ЗАДАНИЯ:
1. Сколько времени, согласно введению о мифотворчестве, мифотворчество господствовало над духовной жизнью человечества?
2. Подхватите введение о мифотворчестве и продолжите его сразу после последнего приведенного предложения.

ТЕКСТ:
Введение

Введение

Мифотворчество — это важнейшее явление культурной истории человечества, явление, господствовавшее над его духовной жизнью в течение десятков тысяч лет.

Над проблемой мифа ломает голову вот уже почти сто поколений ученых. Предлагая свое понимание этого явления, мы рискуем попасть еще одним звеном в нескончаемый ряд разноречивых толкователей. Однако почти ни одна теория мифа, предлагавшаяся нам со времен Протагора и Эвгемера, не являлась собранием одних превратных суждений, хотя и была отвергнута последующими мыслителями; и то обстоятельство, что мы сейчас как будто приблизились к более серьезному пониманию явления мифа, является результатом последовательной борьбы мнений всех этих толкователей-ученых. Поэтому мы надеемся на то, что настоящая книга, хотя и написана в полемике со своими предшественницами, все же послужит не отрицанием сделанного ранее, а новым звеном в общем познании этого трудного предмета.[2]

Миф, в нашем понимании, есть способ массового и устойчивого выражения мироощущения и миропонимания человека, еще не создавшего себе аппарата абстрактных обобщающих понятий и соответственной техники логических умозаключений.[3]

Человеку с самого начала его существования приходилось воспринимать различные импульсы извне и в процессе своей жизненной деятельности реагировать на окружающее.

СТРОКИ НАБОРА ДАННЫХ:

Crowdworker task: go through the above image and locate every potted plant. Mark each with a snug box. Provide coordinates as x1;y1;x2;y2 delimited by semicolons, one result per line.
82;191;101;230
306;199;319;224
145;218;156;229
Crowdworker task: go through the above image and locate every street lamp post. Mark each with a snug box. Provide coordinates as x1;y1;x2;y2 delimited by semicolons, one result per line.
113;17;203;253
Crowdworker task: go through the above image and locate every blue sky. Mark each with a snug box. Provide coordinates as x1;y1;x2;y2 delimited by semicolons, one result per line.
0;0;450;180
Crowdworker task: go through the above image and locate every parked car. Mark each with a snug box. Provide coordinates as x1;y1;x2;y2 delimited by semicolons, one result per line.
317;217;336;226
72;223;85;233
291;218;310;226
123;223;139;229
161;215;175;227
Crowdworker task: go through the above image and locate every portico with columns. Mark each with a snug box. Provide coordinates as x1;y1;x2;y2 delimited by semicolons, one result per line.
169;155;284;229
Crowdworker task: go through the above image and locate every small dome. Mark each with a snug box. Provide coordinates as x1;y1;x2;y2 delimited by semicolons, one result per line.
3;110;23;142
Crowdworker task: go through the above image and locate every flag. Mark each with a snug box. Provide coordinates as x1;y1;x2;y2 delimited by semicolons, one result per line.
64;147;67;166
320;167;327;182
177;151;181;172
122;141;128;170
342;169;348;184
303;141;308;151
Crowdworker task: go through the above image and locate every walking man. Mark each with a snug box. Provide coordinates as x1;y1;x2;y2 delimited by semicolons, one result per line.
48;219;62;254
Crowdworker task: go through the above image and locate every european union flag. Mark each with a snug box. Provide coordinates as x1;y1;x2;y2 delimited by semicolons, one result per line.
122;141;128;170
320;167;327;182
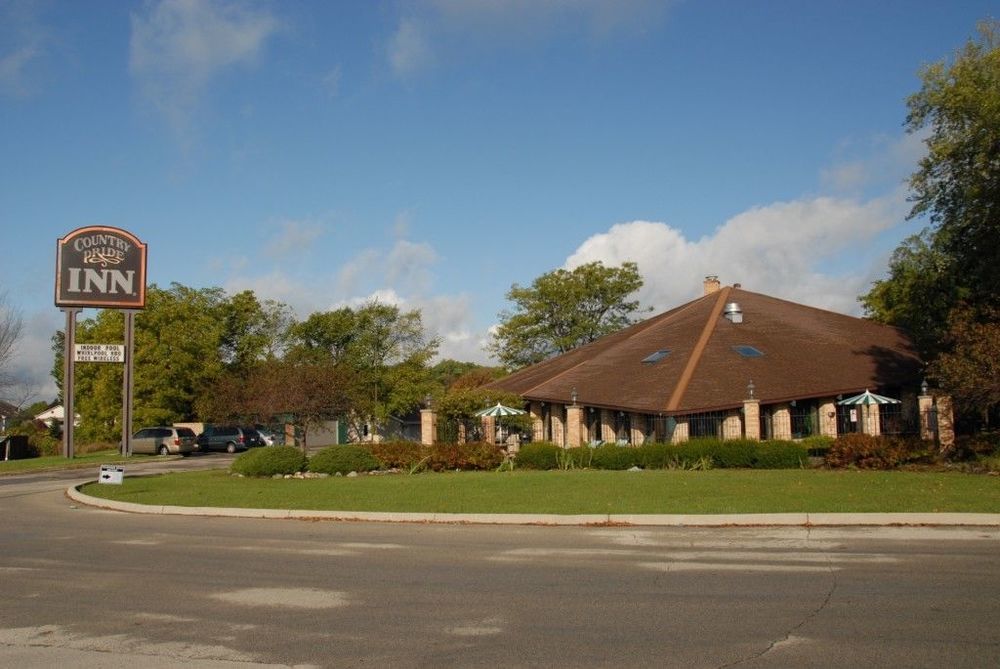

ОТВЕТЫ К ЗАДАНИЯМ:
1. В течение десятков тысяч лет.

2.
Согласно Т. Шибутани, импульс есть состояние дискомфорта; он требует определенного действия («акта») для своего устранения, но не предопределяет какого-либо одного образа действия. Когда целеустремленное, но бессознательное действие встречает препятствие, возникает эмоциональная, а по Дж. Дьюии мыслительная акция. Естественный для живого существа перебор проб и ошибок у человека происходит в области воображения. Если успех недостижим, возникают фрустрация и различные заменители удовлетворения (зависимые от обстоятельств в том числе и социальных, а также от психофизических свойств и состояния субъекта). Таким заменителем могут быть агрессия против вызвавшего реакцию явления, или же регрессия (отступление), или иная форма адаптации к возникшей ситуации, включая какое-либо ее объяснение «в пользу» субъекта рационализацию, сублимацию.

Наряду с адаптацией можно поставить фантазию, определяемую как создание эмоциональных и мыслительных ассоциаций, вызываемых импульсом, но не являющихся прямым ответом на него. Она оказывается относительно эффективным способом завершения актов, иное, более прямое завершение которых затруднено.[4] Вот почему она, фантазия, по большей части входит в тот архаический способ массового и устойчивого мироощущения человека, который мы выше обозначили как миф.

Само собой разумеется, что все это относится не к случайным личностным реакциям человека, а к поведению, обусловленному неизбежным фактом принадлежности его к социальной группе.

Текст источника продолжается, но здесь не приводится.